J’avoue ne pas avoir beaucoup varié mon entraînement habituel. L’important n’étant pas la performance, on a surtout travaillé sur le protocole de départ de l’épreuve dynamique pour être aussi efficace que possible tout en étant dans les règles (main ou pied au mur), et sur le protocole de sortie, verticalisation sans assistance, ventilation et geste « OK » aux arbitres. Ça nous a pris un moment pour trouver la manière, avec un peu d’improvisation sur le moment !

Comment résumerais-tu cette expérience pour quelqu’un qui ne connaît pas l’Open Apnée Lyon ?
***
▶ _Votre tâche_
Selon le texte source, sur quels deux protocoles le travail d'entraînement a-t-il surtout porté ?

Entrées de la collection
***
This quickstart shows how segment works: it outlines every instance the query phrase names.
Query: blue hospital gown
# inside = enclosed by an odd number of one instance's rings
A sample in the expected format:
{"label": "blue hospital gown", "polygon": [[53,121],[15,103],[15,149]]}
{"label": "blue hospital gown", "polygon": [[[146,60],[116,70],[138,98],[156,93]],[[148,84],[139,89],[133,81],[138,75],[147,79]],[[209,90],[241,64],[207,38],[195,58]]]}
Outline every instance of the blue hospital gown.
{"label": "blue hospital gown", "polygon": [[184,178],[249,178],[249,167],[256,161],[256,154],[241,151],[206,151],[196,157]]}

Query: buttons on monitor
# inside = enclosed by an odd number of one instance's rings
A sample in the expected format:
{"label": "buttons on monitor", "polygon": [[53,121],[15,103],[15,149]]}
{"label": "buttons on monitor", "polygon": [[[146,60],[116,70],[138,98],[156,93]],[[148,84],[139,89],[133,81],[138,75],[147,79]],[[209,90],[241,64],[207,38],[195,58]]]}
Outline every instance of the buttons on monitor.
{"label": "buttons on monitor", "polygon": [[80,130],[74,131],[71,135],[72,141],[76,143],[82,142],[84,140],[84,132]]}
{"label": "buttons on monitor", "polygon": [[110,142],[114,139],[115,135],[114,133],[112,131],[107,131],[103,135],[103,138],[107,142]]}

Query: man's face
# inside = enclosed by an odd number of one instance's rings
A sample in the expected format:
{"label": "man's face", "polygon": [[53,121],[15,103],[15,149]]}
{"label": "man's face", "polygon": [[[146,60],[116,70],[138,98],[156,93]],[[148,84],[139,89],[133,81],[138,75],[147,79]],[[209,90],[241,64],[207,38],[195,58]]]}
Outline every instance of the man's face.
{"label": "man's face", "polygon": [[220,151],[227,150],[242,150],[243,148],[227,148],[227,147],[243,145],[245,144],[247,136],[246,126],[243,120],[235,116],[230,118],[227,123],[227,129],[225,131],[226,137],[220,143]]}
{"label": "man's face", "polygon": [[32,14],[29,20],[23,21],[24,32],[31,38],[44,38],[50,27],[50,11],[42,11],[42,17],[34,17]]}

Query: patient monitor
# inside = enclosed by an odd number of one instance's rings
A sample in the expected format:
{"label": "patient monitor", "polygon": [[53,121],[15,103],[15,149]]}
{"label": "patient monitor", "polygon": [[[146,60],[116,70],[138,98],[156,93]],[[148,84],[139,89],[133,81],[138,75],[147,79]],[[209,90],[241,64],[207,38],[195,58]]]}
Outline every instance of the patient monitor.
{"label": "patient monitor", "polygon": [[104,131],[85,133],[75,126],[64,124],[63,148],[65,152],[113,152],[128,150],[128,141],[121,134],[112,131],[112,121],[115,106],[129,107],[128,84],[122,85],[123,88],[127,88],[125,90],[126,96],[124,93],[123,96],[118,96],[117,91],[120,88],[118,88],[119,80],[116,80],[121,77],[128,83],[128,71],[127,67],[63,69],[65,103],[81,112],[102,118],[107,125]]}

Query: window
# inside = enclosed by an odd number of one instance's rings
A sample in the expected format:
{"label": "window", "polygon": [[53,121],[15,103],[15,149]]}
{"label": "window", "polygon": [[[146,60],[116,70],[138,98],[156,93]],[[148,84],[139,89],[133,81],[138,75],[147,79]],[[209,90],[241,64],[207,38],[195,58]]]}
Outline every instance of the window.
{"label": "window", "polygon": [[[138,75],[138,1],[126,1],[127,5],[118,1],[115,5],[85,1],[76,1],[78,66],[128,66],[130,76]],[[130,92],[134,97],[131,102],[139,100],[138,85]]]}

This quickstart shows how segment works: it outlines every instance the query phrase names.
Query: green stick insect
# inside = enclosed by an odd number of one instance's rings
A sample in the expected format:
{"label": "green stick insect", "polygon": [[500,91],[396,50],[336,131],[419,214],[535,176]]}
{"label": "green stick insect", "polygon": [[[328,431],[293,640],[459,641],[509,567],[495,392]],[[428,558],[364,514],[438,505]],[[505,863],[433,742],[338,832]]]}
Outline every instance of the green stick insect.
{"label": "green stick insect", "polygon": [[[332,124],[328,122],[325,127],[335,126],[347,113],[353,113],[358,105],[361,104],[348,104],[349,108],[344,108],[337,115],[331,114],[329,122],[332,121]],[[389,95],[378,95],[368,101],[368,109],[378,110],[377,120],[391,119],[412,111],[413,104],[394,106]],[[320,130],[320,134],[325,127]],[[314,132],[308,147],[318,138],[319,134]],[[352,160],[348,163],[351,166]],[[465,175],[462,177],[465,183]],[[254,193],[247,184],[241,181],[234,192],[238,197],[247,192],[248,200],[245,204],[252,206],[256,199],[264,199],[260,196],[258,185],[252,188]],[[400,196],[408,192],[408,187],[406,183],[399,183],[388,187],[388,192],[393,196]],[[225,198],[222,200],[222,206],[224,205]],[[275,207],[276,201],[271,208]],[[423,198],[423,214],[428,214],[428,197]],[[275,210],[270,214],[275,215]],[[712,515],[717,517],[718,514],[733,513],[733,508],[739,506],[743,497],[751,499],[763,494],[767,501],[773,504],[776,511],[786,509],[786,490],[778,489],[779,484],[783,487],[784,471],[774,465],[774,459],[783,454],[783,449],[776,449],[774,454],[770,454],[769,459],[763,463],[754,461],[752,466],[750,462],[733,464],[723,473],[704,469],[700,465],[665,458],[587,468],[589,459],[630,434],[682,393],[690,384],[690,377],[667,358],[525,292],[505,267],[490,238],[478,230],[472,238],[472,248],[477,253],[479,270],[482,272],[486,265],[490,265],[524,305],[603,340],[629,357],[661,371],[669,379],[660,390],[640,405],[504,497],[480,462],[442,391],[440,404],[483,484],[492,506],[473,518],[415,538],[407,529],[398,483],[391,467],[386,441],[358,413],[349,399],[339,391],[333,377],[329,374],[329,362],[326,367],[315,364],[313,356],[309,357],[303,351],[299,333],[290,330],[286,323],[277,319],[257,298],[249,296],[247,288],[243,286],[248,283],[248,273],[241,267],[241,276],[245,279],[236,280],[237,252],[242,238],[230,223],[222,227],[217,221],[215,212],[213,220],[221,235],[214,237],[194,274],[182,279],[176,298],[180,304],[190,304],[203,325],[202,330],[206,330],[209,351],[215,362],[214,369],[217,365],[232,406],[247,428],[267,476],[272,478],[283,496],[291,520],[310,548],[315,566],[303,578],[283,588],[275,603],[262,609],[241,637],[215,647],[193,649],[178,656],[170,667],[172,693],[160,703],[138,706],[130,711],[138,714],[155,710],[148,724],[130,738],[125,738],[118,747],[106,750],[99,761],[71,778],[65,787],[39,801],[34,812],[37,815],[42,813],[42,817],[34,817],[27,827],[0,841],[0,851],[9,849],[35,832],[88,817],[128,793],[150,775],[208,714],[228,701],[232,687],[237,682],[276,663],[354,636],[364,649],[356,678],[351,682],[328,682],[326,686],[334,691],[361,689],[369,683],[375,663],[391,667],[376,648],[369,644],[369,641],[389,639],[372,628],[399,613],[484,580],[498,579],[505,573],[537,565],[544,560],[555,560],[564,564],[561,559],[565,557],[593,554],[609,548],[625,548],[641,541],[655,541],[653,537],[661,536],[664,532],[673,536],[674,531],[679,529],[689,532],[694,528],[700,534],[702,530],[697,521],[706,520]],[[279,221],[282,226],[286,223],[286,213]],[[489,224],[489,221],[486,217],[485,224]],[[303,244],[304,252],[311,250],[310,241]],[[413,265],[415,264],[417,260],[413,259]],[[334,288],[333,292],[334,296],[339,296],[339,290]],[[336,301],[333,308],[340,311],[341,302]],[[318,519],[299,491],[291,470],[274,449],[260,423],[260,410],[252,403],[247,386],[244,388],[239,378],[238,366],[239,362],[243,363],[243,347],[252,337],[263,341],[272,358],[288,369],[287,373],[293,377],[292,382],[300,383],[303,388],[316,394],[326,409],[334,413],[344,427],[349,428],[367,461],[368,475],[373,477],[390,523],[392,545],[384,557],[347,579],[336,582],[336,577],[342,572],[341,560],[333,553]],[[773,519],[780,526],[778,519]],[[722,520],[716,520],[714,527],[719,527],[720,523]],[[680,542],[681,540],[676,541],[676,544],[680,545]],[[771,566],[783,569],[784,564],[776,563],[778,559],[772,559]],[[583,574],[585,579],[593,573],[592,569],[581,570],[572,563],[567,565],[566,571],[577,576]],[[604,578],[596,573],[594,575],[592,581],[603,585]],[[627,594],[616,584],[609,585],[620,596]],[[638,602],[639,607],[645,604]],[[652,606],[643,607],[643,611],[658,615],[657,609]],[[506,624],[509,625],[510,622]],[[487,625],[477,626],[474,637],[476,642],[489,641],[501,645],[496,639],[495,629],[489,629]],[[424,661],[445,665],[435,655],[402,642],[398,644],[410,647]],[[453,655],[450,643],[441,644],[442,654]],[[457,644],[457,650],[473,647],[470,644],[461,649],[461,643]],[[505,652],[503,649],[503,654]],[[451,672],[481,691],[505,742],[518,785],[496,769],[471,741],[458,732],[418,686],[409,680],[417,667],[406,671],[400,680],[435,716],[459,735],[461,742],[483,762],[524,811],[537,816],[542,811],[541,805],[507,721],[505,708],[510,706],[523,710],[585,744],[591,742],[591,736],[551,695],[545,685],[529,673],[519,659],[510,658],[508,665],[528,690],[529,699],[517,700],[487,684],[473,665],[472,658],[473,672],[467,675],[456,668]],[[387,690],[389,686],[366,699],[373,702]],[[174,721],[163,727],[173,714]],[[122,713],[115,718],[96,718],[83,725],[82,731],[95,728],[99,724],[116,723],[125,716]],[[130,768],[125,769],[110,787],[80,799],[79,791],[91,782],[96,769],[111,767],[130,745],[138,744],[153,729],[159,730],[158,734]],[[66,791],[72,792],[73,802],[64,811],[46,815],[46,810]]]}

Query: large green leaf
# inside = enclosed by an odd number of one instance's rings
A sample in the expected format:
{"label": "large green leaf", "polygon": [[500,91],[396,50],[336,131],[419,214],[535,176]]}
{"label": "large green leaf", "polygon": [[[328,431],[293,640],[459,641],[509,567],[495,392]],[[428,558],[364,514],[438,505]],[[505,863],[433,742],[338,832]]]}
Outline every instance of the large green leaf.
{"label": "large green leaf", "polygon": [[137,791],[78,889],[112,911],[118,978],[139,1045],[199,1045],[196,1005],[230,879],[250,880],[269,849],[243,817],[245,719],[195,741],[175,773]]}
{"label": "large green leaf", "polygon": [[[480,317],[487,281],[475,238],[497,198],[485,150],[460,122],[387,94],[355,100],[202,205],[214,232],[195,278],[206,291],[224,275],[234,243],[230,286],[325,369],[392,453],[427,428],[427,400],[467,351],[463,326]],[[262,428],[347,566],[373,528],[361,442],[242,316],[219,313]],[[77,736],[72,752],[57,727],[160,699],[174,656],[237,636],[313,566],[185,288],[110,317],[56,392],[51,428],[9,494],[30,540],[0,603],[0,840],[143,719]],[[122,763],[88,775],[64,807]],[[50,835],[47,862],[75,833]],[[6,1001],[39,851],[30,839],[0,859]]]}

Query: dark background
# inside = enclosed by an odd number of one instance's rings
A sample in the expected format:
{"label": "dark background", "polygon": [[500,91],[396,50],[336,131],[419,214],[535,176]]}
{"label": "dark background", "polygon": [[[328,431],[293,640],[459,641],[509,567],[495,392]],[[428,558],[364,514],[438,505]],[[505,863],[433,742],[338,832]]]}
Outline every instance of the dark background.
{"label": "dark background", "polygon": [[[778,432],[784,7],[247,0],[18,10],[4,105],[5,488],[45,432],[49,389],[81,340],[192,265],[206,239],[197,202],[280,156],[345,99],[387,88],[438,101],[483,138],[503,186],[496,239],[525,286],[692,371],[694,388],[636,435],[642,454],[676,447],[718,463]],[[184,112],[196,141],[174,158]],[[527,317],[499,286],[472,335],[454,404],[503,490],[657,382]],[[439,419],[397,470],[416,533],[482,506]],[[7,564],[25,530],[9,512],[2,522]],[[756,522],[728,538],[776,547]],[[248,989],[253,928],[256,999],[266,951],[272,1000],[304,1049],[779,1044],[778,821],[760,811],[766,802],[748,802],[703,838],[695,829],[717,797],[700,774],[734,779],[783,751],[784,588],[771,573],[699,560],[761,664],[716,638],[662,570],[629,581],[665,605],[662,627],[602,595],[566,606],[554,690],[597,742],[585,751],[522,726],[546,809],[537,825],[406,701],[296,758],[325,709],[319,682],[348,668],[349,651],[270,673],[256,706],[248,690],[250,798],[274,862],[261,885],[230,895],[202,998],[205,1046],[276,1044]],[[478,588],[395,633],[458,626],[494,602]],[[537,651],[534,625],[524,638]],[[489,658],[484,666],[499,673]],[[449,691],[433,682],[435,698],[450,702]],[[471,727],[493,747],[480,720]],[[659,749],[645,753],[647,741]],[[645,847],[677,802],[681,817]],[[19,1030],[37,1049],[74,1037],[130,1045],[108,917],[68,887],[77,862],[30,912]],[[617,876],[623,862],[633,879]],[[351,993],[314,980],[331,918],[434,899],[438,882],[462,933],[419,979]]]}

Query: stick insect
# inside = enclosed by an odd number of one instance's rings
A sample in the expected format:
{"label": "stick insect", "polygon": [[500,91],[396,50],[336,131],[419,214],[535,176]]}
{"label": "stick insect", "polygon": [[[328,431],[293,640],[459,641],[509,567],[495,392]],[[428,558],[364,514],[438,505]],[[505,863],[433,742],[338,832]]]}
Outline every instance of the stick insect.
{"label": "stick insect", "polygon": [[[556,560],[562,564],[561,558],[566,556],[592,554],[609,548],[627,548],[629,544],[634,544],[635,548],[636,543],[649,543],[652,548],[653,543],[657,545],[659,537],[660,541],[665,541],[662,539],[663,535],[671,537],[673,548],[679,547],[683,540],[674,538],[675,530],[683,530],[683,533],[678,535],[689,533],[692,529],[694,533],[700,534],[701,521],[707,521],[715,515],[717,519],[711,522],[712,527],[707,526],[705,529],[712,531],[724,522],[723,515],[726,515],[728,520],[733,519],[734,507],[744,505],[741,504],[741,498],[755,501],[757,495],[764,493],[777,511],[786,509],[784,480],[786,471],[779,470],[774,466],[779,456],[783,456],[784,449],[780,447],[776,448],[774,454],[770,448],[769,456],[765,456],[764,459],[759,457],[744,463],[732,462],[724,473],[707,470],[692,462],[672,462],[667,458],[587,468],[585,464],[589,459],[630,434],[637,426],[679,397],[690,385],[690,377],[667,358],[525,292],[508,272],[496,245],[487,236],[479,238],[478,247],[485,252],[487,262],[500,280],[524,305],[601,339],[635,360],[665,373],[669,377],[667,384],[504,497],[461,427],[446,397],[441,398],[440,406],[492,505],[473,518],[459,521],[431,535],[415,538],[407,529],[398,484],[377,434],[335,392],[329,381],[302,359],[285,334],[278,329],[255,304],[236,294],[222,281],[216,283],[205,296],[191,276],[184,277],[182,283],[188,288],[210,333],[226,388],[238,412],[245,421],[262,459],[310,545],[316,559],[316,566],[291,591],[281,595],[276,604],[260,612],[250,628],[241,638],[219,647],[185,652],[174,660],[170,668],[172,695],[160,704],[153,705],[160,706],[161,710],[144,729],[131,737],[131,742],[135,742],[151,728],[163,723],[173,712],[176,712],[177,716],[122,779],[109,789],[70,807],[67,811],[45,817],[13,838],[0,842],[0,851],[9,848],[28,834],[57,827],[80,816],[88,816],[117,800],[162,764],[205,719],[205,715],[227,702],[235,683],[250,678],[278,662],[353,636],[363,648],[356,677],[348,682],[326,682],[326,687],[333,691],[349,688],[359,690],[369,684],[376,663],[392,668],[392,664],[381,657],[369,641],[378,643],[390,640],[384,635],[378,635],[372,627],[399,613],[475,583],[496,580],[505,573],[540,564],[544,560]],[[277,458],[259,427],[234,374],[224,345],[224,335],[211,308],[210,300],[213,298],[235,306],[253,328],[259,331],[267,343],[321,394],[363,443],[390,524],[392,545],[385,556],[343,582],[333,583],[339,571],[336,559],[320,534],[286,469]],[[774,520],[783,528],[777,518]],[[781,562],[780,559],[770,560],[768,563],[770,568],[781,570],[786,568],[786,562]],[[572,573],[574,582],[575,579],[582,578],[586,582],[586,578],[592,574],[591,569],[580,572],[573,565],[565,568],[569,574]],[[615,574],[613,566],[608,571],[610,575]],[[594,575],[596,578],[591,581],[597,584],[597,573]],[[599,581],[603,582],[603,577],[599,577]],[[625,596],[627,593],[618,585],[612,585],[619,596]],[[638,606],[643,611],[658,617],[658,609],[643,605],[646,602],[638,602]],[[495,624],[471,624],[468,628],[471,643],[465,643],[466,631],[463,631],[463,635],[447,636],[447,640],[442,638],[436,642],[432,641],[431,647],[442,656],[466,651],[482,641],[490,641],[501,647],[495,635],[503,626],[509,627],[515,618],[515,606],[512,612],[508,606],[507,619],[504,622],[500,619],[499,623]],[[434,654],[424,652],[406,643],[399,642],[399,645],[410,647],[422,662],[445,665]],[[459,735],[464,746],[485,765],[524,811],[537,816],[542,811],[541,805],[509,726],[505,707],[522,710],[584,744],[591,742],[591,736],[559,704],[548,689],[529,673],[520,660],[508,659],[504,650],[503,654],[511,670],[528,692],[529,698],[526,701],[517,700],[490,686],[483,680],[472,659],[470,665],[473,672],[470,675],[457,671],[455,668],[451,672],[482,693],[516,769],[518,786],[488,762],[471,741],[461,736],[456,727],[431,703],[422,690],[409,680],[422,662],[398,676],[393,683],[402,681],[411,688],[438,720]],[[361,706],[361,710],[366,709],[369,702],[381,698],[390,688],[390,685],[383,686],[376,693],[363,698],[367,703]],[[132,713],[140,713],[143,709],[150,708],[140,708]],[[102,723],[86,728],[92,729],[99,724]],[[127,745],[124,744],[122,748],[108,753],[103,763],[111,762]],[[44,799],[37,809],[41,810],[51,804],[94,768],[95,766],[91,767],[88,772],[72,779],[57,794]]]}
***
▶ _Réponse correcte_
Sur le protocole de départ de l'épreuve dynamique et sur le protocole de sortie.